Collect every line of the material below that contains the word "brown", and copy each of those lines in full. Case counts.
-- TASK MATERIAL start --
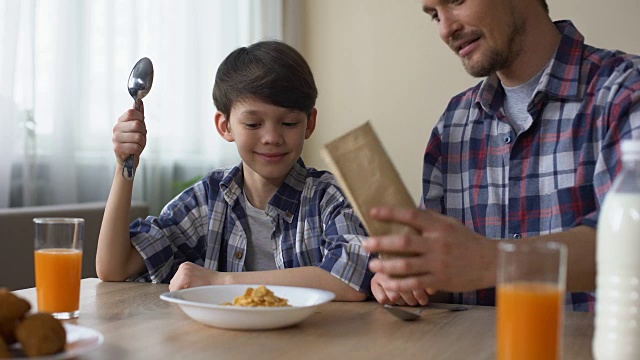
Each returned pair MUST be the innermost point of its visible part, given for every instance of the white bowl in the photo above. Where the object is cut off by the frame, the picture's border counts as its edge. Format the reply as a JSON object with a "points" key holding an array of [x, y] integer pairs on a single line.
{"points": [[203, 304]]}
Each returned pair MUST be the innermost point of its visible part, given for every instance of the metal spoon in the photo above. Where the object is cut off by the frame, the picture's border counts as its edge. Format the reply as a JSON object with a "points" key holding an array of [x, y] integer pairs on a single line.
{"points": [[139, 84], [407, 315]]}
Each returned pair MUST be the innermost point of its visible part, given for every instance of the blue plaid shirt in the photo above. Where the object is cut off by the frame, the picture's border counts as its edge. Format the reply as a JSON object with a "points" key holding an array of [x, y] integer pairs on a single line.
{"points": [[313, 225], [551, 176]]}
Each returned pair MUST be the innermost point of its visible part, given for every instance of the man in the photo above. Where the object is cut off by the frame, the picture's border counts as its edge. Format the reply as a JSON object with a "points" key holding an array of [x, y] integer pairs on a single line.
{"points": [[529, 153]]}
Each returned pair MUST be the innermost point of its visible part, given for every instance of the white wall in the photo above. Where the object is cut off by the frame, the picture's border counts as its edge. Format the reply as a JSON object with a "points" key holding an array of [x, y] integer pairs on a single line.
{"points": [[382, 60]]}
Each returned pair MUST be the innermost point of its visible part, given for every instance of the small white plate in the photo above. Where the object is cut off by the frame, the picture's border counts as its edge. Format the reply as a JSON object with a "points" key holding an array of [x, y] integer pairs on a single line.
{"points": [[203, 304], [80, 340]]}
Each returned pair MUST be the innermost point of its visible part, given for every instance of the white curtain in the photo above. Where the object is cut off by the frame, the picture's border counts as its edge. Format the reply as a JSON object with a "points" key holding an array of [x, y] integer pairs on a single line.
{"points": [[64, 66]]}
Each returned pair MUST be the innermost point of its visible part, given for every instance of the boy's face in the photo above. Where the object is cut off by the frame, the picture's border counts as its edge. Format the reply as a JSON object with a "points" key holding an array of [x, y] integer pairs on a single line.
{"points": [[485, 34], [269, 138]]}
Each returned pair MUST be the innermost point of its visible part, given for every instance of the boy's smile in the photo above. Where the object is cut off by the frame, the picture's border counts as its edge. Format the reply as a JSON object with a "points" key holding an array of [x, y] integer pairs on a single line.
{"points": [[269, 138]]}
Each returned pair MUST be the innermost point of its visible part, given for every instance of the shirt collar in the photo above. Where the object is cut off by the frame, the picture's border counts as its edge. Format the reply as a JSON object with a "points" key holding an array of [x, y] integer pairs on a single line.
{"points": [[285, 202], [561, 78]]}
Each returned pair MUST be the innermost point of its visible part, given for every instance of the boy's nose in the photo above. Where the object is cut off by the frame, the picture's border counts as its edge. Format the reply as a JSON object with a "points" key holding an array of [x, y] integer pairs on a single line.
{"points": [[272, 135]]}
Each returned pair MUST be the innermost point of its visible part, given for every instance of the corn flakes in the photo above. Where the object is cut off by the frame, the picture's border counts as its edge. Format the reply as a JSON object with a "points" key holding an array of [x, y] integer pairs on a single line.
{"points": [[260, 296]]}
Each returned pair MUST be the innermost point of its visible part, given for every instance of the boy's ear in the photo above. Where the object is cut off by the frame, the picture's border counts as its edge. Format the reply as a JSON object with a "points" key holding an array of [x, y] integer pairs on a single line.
{"points": [[311, 123], [222, 125]]}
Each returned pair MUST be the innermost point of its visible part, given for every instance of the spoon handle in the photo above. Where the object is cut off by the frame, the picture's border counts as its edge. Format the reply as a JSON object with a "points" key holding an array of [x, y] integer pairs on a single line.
{"points": [[128, 172]]}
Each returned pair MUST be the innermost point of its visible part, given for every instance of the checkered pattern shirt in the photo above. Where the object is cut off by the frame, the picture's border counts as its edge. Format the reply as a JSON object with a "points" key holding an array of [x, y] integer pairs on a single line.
{"points": [[551, 176], [313, 225]]}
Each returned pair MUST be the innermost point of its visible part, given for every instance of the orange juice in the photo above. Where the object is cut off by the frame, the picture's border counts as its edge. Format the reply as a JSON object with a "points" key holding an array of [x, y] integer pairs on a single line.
{"points": [[529, 321], [58, 273]]}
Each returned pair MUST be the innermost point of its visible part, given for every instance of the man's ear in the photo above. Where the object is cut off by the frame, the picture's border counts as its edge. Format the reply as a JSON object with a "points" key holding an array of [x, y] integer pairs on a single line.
{"points": [[311, 123], [222, 125]]}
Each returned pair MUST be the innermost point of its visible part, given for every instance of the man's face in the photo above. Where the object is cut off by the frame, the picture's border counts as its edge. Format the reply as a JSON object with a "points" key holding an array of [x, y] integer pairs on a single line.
{"points": [[486, 34]]}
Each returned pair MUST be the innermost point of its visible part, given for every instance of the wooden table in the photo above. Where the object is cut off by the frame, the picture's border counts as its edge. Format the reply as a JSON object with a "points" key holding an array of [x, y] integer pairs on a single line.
{"points": [[137, 324]]}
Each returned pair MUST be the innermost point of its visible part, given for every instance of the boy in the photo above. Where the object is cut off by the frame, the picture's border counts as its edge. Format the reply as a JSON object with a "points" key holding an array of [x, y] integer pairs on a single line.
{"points": [[269, 220]]}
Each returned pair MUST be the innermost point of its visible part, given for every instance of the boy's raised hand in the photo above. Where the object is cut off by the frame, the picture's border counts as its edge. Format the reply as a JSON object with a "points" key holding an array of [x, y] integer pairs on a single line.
{"points": [[130, 135]]}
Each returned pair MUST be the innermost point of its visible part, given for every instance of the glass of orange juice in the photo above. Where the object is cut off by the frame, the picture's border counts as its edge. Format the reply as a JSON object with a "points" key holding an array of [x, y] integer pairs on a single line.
{"points": [[58, 265], [530, 299]]}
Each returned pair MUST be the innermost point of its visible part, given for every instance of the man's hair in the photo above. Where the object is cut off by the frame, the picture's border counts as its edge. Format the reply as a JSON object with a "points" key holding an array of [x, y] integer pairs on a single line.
{"points": [[270, 71]]}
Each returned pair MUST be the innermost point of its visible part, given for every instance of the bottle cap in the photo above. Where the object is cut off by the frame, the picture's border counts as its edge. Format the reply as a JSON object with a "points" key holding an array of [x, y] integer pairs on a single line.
{"points": [[630, 149]]}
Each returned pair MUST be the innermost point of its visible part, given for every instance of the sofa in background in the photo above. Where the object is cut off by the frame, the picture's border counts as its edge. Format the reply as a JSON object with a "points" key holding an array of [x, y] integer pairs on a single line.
{"points": [[17, 238]]}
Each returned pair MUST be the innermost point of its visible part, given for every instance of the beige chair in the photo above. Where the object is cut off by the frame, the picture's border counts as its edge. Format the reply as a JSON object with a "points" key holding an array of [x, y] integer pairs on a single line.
{"points": [[17, 237]]}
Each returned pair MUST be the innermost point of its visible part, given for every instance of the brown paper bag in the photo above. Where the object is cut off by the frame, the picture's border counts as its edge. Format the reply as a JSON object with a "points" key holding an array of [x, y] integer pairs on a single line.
{"points": [[368, 177]]}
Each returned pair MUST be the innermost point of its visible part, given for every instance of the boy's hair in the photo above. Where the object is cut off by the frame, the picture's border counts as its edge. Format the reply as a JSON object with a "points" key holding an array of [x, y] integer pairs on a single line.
{"points": [[270, 71]]}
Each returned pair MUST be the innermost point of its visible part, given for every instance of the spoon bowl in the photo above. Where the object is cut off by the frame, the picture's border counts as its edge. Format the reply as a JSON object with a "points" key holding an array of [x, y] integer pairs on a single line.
{"points": [[408, 315], [139, 84]]}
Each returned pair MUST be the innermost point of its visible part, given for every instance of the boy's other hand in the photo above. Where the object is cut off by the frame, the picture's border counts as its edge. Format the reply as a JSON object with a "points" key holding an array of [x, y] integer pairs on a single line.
{"points": [[386, 296], [191, 275], [129, 135]]}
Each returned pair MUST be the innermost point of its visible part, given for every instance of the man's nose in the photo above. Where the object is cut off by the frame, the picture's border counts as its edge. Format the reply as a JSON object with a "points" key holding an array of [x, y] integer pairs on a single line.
{"points": [[449, 25]]}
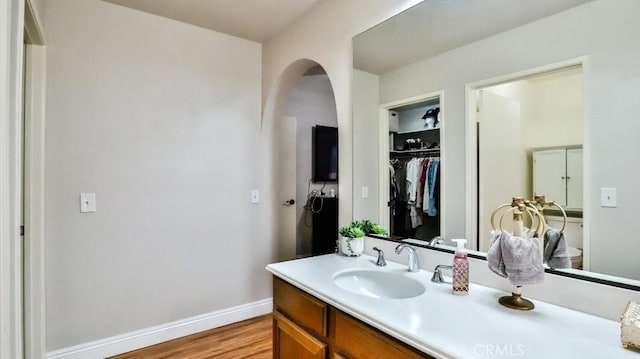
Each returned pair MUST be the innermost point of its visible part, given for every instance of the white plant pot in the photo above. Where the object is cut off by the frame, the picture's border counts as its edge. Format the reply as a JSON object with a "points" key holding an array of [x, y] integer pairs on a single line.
{"points": [[351, 247]]}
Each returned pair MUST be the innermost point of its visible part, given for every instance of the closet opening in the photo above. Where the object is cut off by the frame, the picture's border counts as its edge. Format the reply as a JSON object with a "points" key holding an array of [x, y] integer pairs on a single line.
{"points": [[413, 168]]}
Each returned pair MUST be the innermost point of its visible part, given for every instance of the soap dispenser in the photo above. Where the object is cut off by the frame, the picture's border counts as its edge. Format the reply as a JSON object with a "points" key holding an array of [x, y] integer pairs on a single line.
{"points": [[460, 269]]}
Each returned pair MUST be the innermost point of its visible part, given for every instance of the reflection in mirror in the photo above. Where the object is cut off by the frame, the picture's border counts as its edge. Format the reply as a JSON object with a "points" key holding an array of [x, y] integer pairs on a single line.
{"points": [[572, 81], [530, 131]]}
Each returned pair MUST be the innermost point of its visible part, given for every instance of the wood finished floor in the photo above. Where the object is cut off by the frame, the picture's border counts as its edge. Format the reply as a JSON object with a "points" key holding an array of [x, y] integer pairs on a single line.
{"points": [[247, 339]]}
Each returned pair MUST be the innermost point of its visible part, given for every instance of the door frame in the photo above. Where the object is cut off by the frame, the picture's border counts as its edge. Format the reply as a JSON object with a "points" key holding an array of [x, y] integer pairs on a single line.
{"points": [[11, 64], [471, 119], [383, 154], [22, 328], [34, 203]]}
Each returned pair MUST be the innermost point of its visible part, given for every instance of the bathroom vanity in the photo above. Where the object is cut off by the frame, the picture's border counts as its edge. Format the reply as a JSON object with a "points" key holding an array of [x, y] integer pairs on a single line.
{"points": [[318, 316], [306, 327]]}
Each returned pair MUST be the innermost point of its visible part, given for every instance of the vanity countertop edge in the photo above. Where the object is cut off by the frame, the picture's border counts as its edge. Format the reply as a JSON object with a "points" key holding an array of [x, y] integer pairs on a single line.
{"points": [[447, 326]]}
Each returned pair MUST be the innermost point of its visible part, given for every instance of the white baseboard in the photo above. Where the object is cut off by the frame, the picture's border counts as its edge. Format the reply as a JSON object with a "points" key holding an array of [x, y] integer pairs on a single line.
{"points": [[142, 338]]}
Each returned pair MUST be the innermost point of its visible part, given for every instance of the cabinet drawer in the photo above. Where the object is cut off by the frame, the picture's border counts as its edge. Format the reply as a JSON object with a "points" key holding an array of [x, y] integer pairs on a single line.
{"points": [[354, 339], [290, 341], [300, 307]]}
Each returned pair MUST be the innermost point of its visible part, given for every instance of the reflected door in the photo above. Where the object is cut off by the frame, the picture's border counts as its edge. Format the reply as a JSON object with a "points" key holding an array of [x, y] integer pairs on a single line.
{"points": [[501, 159]]}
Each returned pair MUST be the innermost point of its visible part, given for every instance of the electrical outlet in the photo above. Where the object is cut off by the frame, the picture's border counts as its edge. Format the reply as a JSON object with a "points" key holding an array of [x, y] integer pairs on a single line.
{"points": [[255, 196], [87, 202], [608, 197]]}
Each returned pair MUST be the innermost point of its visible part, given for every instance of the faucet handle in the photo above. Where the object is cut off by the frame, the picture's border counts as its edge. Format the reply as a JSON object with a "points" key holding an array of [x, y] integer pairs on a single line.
{"points": [[380, 262]]}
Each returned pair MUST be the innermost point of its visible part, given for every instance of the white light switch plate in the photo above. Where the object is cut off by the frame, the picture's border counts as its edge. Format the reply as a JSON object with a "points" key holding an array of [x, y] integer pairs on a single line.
{"points": [[608, 197], [87, 202], [255, 196]]}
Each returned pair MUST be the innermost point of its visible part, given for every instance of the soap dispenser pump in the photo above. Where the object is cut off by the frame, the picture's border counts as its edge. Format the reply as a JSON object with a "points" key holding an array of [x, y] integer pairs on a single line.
{"points": [[460, 269]]}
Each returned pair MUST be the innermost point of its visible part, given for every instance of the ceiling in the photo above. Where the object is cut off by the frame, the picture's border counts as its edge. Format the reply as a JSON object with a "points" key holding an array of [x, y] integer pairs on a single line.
{"points": [[437, 26], [255, 20]]}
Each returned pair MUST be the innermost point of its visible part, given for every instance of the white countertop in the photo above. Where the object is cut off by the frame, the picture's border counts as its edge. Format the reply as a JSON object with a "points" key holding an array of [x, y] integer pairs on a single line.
{"points": [[448, 326]]}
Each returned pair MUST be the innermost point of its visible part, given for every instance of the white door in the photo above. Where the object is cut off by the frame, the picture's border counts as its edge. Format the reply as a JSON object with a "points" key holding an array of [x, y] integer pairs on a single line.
{"points": [[501, 158], [286, 187], [549, 175], [574, 178]]}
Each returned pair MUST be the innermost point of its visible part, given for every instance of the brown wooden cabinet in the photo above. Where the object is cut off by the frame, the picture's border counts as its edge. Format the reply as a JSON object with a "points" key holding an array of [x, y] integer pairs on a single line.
{"points": [[305, 327]]}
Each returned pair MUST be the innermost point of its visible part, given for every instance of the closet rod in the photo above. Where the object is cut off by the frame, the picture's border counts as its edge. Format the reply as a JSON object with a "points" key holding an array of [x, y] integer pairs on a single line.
{"points": [[431, 151]]}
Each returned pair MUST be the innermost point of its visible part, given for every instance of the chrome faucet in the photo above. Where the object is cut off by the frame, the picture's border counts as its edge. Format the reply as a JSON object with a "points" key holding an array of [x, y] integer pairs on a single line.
{"points": [[380, 262], [414, 266], [437, 273], [436, 240]]}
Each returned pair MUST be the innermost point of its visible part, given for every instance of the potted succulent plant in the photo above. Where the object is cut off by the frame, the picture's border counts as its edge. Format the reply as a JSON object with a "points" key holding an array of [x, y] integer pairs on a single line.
{"points": [[351, 240], [369, 227], [352, 236]]}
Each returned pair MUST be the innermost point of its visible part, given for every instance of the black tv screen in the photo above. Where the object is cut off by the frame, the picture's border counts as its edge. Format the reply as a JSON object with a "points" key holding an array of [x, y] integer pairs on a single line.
{"points": [[325, 154]]}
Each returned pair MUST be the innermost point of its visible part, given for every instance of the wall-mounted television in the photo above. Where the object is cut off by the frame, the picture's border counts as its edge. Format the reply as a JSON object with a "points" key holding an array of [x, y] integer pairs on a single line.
{"points": [[325, 154]]}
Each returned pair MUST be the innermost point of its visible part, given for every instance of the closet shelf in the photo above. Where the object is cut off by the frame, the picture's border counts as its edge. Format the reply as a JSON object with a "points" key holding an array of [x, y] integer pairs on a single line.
{"points": [[422, 150]]}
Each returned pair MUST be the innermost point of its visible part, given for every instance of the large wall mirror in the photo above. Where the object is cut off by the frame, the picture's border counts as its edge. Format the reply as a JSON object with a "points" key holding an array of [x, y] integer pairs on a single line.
{"points": [[523, 89]]}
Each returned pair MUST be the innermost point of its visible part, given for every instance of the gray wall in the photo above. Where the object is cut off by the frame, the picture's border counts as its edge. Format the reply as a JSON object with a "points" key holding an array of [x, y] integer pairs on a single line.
{"points": [[161, 120], [311, 102]]}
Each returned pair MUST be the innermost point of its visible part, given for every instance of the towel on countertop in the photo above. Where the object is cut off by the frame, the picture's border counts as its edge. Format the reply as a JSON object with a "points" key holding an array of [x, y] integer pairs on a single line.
{"points": [[556, 253], [517, 258]]}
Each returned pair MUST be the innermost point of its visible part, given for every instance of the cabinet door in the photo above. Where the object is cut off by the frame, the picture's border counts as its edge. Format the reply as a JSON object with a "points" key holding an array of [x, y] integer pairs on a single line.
{"points": [[356, 340], [549, 175], [574, 178], [291, 341]]}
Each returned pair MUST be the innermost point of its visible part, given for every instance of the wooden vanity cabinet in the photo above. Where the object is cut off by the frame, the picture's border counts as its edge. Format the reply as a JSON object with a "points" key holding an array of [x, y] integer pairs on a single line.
{"points": [[305, 327]]}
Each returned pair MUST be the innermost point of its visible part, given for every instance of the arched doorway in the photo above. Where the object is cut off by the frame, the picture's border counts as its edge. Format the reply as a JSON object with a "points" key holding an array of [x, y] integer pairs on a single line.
{"points": [[301, 100]]}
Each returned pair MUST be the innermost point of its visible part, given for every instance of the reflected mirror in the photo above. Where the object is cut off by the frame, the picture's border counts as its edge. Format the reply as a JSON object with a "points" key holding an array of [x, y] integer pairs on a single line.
{"points": [[540, 100]]}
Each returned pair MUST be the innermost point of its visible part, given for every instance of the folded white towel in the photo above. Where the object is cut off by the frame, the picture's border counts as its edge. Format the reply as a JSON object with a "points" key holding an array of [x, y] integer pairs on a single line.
{"points": [[556, 254], [522, 259], [515, 258], [494, 255]]}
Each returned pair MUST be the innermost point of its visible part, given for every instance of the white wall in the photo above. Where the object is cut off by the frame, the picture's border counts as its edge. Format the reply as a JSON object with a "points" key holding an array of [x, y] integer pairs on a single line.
{"points": [[555, 112], [324, 35], [611, 77], [312, 103], [552, 114], [365, 125], [160, 120]]}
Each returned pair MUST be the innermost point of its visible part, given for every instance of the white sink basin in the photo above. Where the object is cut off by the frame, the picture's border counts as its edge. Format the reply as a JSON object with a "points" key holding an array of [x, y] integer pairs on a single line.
{"points": [[378, 284]]}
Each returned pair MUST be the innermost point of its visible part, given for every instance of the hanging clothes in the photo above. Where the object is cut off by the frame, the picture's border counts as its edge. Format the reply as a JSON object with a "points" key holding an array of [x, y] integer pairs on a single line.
{"points": [[432, 179], [413, 175]]}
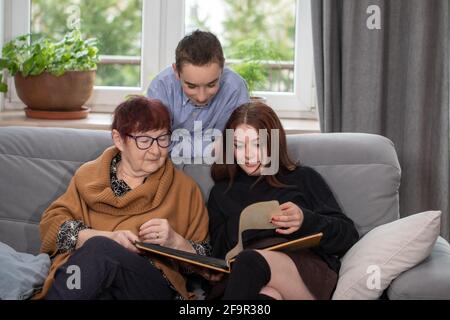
-- TASK MATERIAL end --
CORRECT RESULT –
Each returned pair MUST be the innermost point of its visible part, given for every instance of the brown paper bag in the photo above. Where the object is cut off by the frame, the picture's border counts as its edge. Format the reply as a JSON object with a "points" key holding an array of [x, y] integer pairs on a single line.
Each returned pair MUST be the innermost point of its visible part, given for every instance of the brown wooden cabinet in the photo above. Where the object is cut off by the frame, the picture's border counts as its edge. Format the reply as a JSON object with a "points" key holding an array of [x, y] integer pairs on a single line.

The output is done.